#### [Exercise brief]
Beginning with the line that contains "Each instance of the raised", extract each line through the end of the listing below, with no additions or omissions.

begin

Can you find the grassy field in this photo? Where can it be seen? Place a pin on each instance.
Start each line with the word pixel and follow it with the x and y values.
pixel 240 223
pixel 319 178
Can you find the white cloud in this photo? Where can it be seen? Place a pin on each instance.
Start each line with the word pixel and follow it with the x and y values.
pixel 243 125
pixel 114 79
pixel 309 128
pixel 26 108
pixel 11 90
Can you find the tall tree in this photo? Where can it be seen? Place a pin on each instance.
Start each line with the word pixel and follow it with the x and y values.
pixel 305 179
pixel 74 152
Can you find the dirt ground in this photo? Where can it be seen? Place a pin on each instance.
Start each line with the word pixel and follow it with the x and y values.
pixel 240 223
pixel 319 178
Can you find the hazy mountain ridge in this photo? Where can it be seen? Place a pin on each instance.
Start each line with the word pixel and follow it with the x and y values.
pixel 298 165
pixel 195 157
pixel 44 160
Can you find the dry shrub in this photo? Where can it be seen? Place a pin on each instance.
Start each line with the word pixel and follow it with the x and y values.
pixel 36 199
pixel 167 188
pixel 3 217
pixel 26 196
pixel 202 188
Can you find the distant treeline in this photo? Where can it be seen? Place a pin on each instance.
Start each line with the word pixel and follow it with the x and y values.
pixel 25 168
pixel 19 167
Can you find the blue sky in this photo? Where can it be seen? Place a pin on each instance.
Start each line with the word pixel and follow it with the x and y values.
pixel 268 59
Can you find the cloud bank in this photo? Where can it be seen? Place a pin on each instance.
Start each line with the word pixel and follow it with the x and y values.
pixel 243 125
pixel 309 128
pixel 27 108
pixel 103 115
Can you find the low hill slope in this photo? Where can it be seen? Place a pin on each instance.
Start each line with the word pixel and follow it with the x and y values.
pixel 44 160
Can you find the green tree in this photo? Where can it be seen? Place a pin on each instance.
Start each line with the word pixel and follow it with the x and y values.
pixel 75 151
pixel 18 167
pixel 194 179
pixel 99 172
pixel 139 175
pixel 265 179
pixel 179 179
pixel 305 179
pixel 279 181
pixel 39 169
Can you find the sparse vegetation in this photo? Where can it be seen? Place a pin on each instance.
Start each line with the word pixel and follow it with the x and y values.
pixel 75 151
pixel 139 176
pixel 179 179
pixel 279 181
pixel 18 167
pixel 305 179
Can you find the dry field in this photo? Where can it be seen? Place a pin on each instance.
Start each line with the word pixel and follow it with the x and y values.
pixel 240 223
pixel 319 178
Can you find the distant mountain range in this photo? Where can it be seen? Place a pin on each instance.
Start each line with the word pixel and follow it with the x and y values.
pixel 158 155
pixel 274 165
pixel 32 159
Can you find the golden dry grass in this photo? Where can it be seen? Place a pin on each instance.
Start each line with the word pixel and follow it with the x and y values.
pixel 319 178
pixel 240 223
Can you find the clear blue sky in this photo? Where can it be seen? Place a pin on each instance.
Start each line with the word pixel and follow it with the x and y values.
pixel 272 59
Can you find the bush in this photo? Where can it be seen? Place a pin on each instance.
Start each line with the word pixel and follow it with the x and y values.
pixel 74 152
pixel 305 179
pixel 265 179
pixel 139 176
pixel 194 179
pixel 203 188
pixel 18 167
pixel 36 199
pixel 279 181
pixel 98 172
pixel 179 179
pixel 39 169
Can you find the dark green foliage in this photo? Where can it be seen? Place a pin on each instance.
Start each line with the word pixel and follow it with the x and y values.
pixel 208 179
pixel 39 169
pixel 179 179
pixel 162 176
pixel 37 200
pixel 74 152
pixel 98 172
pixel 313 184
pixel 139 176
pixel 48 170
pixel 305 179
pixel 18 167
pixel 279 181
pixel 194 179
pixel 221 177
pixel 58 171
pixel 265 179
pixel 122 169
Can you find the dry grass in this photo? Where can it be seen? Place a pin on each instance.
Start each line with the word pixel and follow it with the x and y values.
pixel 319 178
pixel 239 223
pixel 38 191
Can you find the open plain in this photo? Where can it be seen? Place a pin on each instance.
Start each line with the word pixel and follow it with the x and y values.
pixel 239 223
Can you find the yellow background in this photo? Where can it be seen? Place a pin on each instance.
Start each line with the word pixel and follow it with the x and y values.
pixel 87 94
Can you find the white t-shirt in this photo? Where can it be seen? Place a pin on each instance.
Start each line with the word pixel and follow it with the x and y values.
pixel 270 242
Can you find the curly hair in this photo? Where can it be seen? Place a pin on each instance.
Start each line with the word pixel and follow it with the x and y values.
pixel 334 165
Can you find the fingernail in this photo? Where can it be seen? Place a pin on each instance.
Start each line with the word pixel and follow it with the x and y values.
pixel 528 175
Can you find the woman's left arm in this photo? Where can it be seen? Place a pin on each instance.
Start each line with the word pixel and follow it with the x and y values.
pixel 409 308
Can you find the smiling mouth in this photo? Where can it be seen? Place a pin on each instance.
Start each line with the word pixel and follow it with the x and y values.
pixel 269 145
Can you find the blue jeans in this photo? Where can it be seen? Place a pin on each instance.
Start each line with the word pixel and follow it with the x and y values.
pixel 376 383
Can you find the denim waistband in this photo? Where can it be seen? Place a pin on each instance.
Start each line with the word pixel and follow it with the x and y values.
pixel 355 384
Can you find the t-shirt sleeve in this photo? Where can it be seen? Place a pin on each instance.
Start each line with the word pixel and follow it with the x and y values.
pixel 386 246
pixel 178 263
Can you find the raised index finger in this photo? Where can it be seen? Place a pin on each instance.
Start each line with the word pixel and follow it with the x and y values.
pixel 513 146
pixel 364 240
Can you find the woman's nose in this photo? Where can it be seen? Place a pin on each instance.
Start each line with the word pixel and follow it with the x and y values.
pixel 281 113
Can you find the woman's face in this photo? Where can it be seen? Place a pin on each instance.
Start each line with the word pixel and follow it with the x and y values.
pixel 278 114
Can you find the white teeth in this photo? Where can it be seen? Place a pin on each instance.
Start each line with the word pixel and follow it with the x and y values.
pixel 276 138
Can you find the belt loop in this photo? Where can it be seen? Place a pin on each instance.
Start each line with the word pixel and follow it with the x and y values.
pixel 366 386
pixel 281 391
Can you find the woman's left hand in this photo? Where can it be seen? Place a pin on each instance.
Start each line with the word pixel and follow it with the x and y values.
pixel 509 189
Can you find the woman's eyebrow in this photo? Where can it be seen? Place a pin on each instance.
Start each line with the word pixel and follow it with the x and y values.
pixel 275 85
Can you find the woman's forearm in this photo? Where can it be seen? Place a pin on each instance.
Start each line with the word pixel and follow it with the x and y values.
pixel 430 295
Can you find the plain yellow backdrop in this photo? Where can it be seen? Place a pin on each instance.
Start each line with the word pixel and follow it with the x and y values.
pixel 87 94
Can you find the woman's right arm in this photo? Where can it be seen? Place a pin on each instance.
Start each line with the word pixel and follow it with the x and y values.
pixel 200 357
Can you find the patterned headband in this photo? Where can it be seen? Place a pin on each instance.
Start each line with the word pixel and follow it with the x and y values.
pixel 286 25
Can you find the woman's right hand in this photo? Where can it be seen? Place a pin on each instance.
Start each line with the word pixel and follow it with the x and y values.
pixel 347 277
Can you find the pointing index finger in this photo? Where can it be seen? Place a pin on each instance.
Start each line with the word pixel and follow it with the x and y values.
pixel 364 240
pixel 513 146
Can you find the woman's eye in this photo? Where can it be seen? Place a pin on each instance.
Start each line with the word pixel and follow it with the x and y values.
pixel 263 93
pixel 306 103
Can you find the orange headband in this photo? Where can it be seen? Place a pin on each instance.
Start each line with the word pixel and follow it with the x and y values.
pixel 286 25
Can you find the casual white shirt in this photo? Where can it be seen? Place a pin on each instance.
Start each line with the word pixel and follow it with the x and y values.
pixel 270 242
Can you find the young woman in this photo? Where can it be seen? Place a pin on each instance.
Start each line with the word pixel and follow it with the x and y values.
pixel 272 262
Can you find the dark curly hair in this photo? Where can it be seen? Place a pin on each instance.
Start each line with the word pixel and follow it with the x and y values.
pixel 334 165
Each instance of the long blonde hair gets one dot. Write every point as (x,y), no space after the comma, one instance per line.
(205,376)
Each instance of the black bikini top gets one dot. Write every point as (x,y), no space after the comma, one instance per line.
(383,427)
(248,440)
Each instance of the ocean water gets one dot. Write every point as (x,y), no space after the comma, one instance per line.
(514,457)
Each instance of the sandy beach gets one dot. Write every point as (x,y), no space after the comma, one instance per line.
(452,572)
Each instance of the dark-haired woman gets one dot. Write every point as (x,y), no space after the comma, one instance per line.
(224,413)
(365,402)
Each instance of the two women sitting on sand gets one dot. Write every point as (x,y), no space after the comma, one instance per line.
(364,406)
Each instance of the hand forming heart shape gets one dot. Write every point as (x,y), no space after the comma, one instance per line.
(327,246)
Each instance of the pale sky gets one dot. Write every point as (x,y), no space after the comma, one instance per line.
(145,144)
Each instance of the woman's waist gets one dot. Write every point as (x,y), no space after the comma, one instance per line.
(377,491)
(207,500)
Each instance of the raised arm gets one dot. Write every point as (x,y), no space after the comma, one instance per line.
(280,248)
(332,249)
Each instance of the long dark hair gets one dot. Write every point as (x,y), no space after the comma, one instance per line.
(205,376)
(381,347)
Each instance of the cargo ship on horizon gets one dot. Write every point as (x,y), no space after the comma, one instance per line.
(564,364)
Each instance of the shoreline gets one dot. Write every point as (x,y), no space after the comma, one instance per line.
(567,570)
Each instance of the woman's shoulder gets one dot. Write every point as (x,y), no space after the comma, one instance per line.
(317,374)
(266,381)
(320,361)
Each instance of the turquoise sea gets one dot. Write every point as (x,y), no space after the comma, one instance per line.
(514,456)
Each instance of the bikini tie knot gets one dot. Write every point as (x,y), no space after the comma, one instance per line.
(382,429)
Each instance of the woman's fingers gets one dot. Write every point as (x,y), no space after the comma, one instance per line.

end

#### [Full response]
Each instance of the raised arm gets one dot. Write every point as (x,y), no space after the comma, one instance per line.
(280,248)
(332,249)
Each instance of the long dark hair gets one dot. Write every point as (x,y), no space after the comma, one instance per line.
(205,376)
(381,347)
Each instance of the cargo ship on horizon gets one dot. Write every point as (x,y), no space after the comma, one instance per line.
(564,364)
Each instance of the shoreline gets one dot. Write every point as (x,y), no space after the comma, one instance per line.
(567,570)
Each instance of the woman's shoulder gets one dot. Write every point as (x,y), no space after the comma, one instance per line.
(317,374)
(266,381)
(320,361)
Each instance of the turquoise sea gets one dot. Write every point as (x,y), no space after the comma, one instance per line.
(514,456)
Each instance of the bikini tie knot gets one dot. Write every point as (x,y), no space after the comma, one instance per line.
(382,429)
Each instance of the woman's fingers gets one dot. Write every point as (x,y), no space after the comma, one instance per line.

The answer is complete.